:: What you are asked to do ::
Rewrite the material from the line with "For every instance of the bridge support" up to and including its last line, swapping "pillar" for "column" and leaving everything else unchanged.

[Named object pointing entries]
>> BEGIN

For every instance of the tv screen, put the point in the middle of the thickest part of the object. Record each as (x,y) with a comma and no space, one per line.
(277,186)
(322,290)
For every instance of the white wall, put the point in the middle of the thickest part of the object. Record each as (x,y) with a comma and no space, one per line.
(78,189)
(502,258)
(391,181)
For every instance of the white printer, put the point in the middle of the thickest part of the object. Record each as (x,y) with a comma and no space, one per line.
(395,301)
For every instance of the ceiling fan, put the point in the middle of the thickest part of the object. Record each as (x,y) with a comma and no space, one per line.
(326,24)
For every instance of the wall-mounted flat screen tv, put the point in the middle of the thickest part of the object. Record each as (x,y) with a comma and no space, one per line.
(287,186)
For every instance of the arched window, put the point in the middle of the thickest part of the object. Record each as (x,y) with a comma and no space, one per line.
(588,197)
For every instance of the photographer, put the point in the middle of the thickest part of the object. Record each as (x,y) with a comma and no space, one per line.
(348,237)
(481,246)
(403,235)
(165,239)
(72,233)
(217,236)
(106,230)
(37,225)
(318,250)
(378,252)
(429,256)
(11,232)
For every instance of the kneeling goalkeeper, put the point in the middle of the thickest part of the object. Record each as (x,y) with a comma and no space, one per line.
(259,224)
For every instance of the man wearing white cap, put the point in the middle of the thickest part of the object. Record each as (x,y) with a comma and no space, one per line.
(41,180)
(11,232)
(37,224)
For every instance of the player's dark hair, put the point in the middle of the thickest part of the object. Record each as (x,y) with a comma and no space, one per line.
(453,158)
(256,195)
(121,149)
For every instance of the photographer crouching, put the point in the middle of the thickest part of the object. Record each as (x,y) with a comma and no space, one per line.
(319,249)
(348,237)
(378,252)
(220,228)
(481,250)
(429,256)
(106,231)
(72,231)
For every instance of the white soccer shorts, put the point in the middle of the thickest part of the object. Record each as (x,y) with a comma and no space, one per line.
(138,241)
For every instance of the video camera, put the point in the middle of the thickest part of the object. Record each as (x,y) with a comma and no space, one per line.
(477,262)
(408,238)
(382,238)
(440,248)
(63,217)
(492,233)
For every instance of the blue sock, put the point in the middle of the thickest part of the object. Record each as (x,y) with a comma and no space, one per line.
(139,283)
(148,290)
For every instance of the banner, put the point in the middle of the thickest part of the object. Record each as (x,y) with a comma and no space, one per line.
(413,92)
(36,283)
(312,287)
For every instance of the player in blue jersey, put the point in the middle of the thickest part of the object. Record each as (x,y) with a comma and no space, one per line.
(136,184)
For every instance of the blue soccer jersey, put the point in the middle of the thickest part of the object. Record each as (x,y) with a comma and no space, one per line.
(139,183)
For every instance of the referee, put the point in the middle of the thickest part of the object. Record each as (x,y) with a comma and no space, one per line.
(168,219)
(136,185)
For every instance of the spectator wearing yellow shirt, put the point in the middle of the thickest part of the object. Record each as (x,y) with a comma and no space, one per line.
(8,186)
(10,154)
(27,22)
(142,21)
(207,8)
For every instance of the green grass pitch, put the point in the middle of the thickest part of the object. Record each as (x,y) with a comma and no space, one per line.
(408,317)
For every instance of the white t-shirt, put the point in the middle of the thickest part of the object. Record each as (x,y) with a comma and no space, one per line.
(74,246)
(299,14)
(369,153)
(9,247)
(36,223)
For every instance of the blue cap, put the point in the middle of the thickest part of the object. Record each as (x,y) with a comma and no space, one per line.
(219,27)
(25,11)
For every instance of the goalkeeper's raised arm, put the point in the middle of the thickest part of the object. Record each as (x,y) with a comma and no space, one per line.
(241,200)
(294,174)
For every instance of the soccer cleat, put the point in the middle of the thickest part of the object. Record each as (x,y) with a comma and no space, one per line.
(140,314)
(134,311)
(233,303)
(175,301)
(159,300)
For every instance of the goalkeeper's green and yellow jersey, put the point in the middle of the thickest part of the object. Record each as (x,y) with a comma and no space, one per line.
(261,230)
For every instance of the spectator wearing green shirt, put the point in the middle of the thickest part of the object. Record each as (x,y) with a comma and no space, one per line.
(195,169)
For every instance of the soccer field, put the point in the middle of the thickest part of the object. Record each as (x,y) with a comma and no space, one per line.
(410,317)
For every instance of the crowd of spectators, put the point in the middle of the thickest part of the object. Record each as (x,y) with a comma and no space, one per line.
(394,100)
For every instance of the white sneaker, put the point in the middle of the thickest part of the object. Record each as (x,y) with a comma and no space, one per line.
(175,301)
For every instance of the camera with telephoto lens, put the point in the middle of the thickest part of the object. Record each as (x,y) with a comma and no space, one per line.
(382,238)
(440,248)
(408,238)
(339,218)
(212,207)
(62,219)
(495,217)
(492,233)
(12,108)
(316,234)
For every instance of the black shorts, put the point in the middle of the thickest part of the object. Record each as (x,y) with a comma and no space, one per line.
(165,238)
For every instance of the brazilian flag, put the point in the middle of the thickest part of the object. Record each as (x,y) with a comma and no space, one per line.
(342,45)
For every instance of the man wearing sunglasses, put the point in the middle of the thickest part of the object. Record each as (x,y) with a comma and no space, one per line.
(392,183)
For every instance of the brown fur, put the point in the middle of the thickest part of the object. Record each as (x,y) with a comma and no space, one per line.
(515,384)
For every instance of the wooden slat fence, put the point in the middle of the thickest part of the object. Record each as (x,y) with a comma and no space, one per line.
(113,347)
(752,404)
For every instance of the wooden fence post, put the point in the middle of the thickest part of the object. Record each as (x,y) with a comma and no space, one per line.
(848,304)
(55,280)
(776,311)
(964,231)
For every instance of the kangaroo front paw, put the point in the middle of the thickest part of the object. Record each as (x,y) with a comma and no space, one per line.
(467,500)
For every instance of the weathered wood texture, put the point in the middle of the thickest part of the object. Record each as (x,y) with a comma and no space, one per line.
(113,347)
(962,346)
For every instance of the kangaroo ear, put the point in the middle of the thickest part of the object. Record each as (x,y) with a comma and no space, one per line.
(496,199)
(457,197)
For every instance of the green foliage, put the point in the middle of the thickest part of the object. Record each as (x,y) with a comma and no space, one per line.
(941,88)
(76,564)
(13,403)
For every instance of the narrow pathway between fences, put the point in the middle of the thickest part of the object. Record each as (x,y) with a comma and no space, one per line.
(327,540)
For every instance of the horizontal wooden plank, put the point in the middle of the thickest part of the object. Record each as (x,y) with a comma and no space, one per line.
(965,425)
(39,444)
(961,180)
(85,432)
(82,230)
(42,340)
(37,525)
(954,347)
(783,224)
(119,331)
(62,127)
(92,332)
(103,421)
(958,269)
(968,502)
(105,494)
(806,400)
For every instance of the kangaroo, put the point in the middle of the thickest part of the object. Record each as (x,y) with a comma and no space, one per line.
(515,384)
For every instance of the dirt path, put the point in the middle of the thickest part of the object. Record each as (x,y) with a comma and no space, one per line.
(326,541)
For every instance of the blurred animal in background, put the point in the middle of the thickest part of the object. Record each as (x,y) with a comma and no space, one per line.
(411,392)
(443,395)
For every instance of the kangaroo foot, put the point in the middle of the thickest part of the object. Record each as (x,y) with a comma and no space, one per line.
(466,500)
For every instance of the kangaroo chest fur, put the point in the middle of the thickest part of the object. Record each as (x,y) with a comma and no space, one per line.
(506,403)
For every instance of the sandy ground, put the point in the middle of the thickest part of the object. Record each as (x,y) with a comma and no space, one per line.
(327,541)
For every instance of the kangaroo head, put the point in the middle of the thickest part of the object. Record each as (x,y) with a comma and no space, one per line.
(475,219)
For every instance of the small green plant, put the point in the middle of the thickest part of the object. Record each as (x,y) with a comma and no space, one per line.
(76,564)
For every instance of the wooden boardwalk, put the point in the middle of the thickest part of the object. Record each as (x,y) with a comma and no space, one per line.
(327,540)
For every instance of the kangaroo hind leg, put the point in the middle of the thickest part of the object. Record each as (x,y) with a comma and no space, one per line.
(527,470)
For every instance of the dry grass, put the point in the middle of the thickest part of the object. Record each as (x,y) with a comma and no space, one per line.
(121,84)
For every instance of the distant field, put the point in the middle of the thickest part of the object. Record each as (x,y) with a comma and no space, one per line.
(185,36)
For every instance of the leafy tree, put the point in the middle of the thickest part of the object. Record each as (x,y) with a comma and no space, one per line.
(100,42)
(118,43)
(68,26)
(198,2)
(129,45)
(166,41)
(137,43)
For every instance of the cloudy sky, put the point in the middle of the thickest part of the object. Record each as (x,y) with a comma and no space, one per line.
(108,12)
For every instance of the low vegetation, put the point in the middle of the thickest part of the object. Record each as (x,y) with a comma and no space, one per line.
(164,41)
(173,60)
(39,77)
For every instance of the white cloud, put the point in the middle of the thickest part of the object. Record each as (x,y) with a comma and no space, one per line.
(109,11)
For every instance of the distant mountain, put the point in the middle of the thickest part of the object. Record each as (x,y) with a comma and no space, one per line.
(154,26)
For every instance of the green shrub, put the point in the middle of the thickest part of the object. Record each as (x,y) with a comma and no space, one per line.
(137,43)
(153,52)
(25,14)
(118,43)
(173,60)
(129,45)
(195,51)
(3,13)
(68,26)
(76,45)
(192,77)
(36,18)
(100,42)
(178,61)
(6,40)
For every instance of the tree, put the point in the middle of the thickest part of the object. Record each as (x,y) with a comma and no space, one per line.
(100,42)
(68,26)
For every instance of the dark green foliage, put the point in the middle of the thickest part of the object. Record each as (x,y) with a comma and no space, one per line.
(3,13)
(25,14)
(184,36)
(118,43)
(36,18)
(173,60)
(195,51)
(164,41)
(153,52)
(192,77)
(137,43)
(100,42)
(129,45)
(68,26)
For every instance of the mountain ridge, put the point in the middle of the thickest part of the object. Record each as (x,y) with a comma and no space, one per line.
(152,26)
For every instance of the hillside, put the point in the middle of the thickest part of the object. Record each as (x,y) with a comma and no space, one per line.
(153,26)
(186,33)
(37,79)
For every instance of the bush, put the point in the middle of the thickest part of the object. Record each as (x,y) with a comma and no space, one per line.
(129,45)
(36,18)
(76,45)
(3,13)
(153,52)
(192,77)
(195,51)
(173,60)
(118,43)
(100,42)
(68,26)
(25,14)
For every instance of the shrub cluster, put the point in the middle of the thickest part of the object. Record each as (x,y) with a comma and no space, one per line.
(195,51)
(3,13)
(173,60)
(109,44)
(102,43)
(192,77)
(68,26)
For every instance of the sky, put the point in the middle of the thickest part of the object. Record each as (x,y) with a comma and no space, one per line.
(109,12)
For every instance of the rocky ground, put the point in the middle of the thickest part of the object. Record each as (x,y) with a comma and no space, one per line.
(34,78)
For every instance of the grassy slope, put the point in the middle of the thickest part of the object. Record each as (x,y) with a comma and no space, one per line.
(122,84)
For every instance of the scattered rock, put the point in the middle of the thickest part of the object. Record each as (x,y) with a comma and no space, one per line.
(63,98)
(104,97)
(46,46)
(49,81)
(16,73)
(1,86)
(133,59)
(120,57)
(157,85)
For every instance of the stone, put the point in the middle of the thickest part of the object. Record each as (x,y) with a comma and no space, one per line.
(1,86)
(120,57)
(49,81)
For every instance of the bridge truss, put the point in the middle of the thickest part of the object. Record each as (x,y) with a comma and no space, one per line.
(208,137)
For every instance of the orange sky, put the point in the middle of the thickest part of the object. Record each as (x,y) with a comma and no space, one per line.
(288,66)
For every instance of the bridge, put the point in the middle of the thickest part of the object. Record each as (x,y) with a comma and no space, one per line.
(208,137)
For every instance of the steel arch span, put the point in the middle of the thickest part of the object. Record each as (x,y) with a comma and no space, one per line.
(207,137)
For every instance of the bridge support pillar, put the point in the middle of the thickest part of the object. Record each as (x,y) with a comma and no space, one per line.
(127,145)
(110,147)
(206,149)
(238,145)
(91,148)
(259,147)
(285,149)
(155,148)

>> END

:: Task output ::
For every instance of the bridge support column, put the point in the middle of the thickest part of the object. Record each as (x,y) with a comma and no space, one per line.
(127,145)
(110,147)
(206,149)
(238,145)
(91,148)
(259,147)
(285,149)
(155,148)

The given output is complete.